(Labels for object points)
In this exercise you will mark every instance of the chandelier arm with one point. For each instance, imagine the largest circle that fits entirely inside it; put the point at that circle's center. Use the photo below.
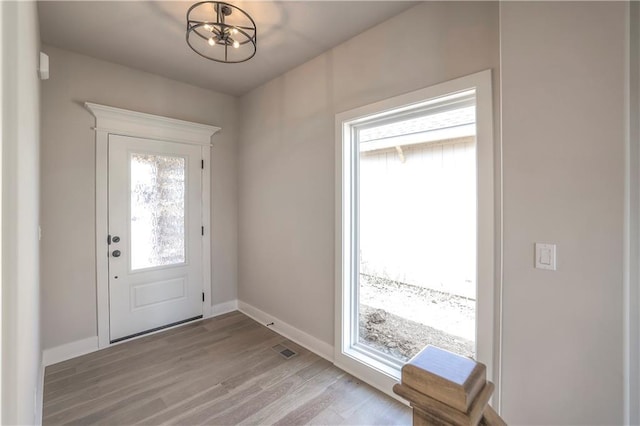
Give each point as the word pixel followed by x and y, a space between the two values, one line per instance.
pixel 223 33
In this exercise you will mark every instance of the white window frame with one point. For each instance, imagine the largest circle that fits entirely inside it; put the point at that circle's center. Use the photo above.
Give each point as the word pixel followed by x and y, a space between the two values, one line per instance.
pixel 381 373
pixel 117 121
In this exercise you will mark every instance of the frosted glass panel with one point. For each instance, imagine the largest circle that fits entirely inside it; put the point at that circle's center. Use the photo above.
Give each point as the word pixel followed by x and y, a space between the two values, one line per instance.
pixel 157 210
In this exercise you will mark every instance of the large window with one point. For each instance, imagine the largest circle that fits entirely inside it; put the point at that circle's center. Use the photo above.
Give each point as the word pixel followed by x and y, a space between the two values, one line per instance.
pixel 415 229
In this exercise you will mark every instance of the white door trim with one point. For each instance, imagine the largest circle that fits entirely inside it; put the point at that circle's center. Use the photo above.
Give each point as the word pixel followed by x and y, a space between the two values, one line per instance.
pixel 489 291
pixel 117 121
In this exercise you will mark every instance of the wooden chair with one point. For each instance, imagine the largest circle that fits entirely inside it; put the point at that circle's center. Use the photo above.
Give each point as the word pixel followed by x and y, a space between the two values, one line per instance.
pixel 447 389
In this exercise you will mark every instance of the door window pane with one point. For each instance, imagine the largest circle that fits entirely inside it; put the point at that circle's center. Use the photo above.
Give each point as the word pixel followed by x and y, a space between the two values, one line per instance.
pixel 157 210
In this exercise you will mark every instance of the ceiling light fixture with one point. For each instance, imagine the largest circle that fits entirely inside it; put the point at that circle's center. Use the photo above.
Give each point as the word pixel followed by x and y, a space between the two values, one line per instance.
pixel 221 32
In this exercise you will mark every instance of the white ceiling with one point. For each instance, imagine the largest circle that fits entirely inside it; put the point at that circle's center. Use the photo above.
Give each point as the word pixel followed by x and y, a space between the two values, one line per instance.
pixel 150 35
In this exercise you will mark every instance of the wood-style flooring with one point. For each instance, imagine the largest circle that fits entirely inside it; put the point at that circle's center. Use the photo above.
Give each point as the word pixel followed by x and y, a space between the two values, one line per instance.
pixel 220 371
---
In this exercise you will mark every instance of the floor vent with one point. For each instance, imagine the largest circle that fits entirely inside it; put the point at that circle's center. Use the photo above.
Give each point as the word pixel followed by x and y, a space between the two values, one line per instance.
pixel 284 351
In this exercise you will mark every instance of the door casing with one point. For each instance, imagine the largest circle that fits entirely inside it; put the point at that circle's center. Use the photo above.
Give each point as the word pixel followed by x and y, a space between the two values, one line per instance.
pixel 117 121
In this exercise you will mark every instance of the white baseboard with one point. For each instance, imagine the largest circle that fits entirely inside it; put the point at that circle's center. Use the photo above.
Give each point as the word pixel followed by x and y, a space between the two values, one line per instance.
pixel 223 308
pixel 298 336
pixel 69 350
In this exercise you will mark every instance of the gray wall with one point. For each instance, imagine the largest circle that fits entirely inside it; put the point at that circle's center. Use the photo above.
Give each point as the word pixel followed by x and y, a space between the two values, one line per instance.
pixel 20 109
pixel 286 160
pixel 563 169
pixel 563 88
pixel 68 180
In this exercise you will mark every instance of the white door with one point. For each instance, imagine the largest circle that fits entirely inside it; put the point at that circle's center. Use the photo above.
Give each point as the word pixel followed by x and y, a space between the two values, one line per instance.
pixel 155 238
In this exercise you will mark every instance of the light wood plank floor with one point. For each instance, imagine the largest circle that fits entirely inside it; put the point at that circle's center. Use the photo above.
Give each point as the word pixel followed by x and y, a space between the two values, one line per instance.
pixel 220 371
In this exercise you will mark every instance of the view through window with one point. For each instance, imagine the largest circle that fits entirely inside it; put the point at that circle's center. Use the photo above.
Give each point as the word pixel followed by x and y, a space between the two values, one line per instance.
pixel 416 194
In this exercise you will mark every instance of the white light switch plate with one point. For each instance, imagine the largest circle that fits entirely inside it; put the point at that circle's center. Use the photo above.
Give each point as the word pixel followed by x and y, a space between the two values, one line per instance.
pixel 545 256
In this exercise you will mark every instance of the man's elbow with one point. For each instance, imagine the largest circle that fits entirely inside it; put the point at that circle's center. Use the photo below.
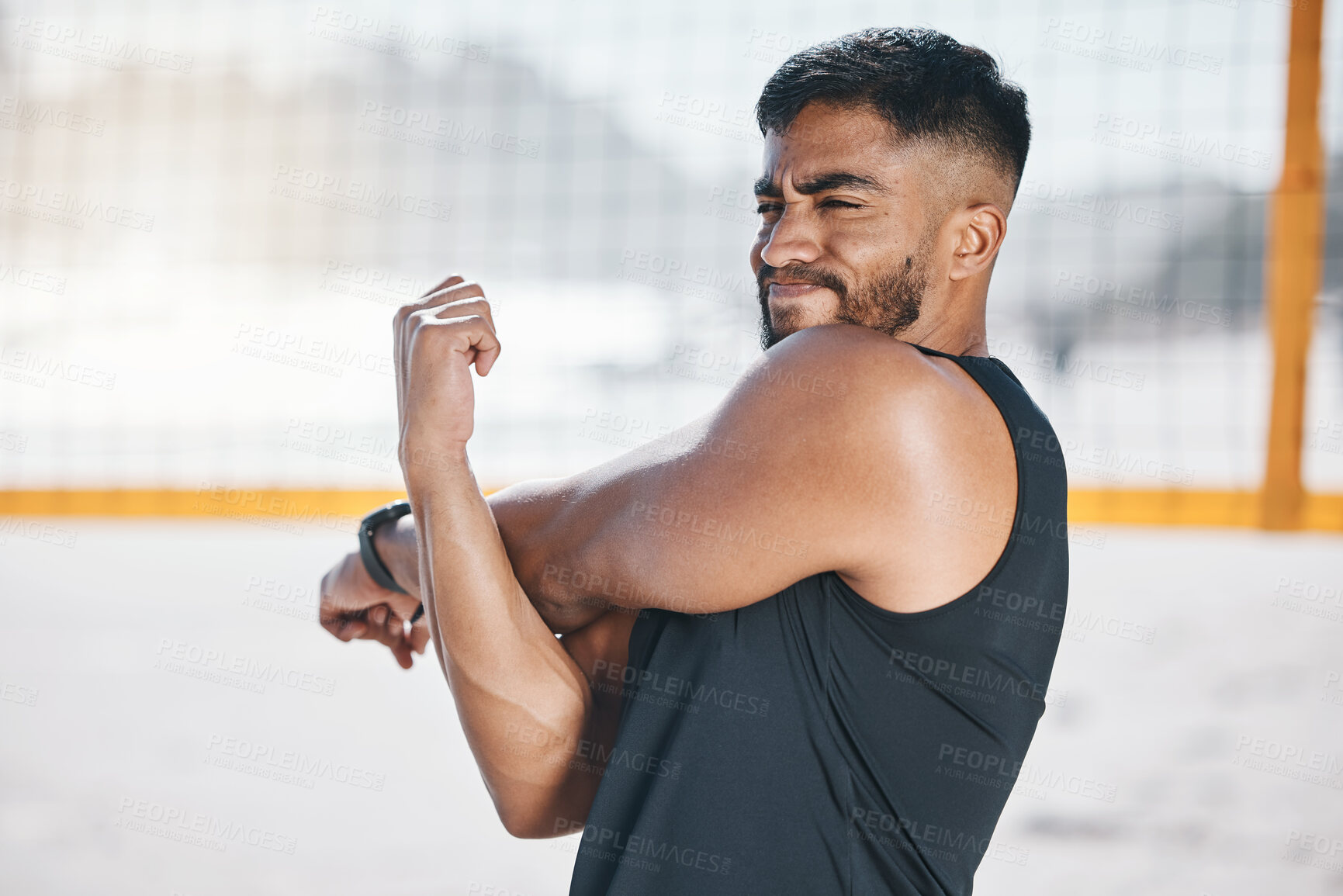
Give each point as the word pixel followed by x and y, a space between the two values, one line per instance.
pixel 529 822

Set exercise
Copy word for word everything from the line with "the white ceiling" down to the line with "pixel 150 35", including both of those lines.

Result of this exercise
In this exercise you will mark every instance of the white ceiling with one point. For each instance, imagine the largest circle that fits entirely inside it; put the point at that circle's center. Use the photo above.
Give each point as the word pixel followed by x and y, a space between the two values, one line per instance.
pixel 150 35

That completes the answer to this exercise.